> [WHAT THE EXERCISE ASKS]: Rewrite all of the material below, swapping "Pick out" for "Locate" wherever it occurs and keeping everything else the same. Leave the pictures out of your version.

> [EXTRACTED RECORDS]:

————

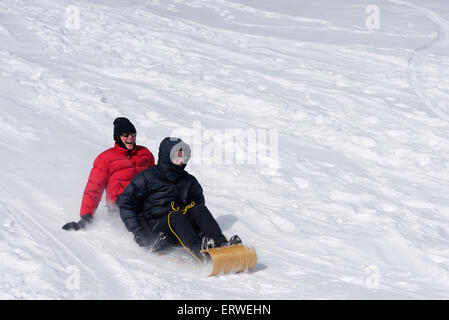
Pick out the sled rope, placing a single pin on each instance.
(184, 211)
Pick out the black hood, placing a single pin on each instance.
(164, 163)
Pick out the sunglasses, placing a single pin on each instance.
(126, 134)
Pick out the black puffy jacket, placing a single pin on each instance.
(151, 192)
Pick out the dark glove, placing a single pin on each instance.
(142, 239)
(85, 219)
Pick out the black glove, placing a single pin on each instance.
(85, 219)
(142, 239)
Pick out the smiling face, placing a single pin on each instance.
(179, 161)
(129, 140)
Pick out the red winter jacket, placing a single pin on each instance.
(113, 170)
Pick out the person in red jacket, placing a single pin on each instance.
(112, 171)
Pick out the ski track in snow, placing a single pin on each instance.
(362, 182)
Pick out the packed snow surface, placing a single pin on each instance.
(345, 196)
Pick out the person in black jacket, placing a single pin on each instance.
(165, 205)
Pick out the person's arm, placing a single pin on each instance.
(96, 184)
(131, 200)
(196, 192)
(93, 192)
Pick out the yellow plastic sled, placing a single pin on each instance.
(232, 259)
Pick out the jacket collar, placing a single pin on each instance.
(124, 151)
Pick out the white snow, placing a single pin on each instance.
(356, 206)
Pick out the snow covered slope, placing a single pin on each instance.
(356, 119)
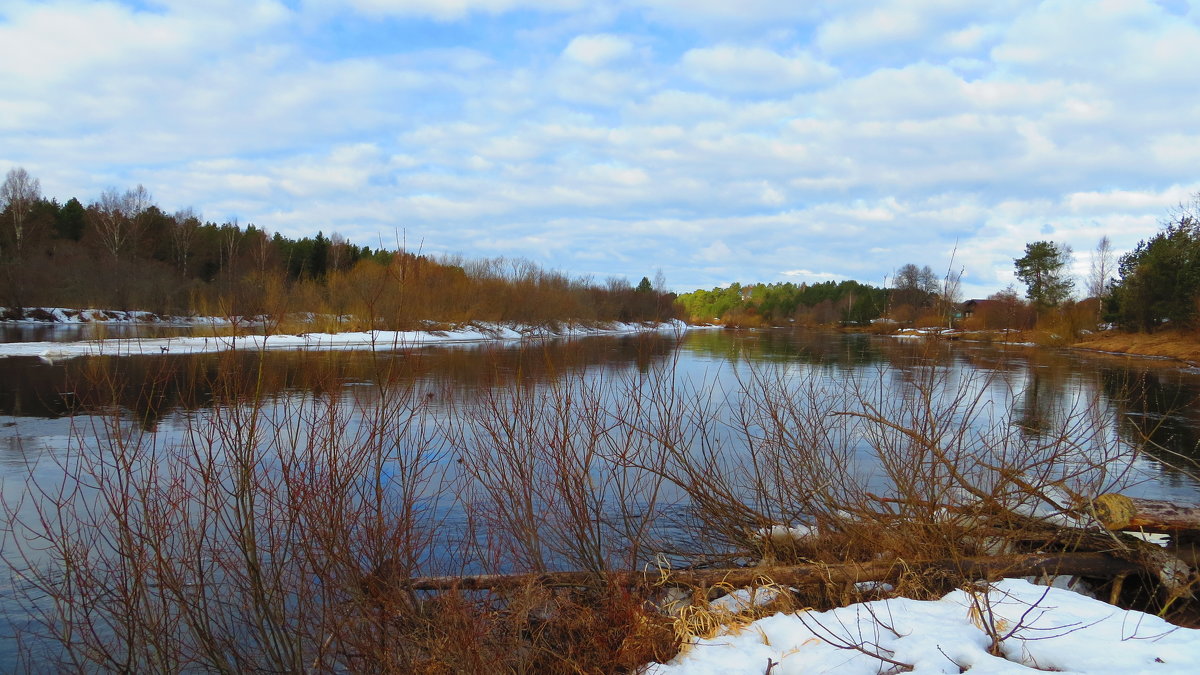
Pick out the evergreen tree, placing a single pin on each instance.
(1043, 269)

————

> [TASK SOLUTION]:
Locate the sled rope, placing a single pin on each instance.
(184, 211)
Locate the black hood, placing a single pin on each instance.
(164, 163)
Locate the sunglasses, placing a single pin on each instance.
(126, 134)
Locate the black puffy jacket, placing a single pin on each instance.
(151, 192)
Locate the dark glove, placing a single pin on each instance.
(142, 239)
(85, 219)
Locate the black glove, placing a single pin on each instance.
(85, 219)
(142, 239)
Locate the smiling face, placing a single pin on each instance.
(179, 161)
(129, 140)
Locate the red winter jacket, placing a single pin on each instance.
(113, 170)
Locate the person in red jacket, placing a single pin on each instance.
(112, 171)
Locate the ski track in snow, placing a single pin on each instance.
(362, 182)
Locate the packed snow surface, placing a single pin on each instance.
(345, 196)
Locate the person in black jacket, placing a single pin on each instance.
(165, 205)
Locate the person's arm, placing a single pin on each instance.
(96, 184)
(131, 200)
(196, 192)
(93, 192)
Locate the yellow plastic sled, placing a single pin on each instance.
(232, 259)
Locate the jacket collar, placing a single pin on each instance.
(124, 151)
Locate the white snow, placing a single pin on each instance.
(356, 206)
Locate the snow covered slope, placing a single pin on each instance.
(356, 119)
Locate the evergreen tree, placing a single pin on each instance.
(1043, 269)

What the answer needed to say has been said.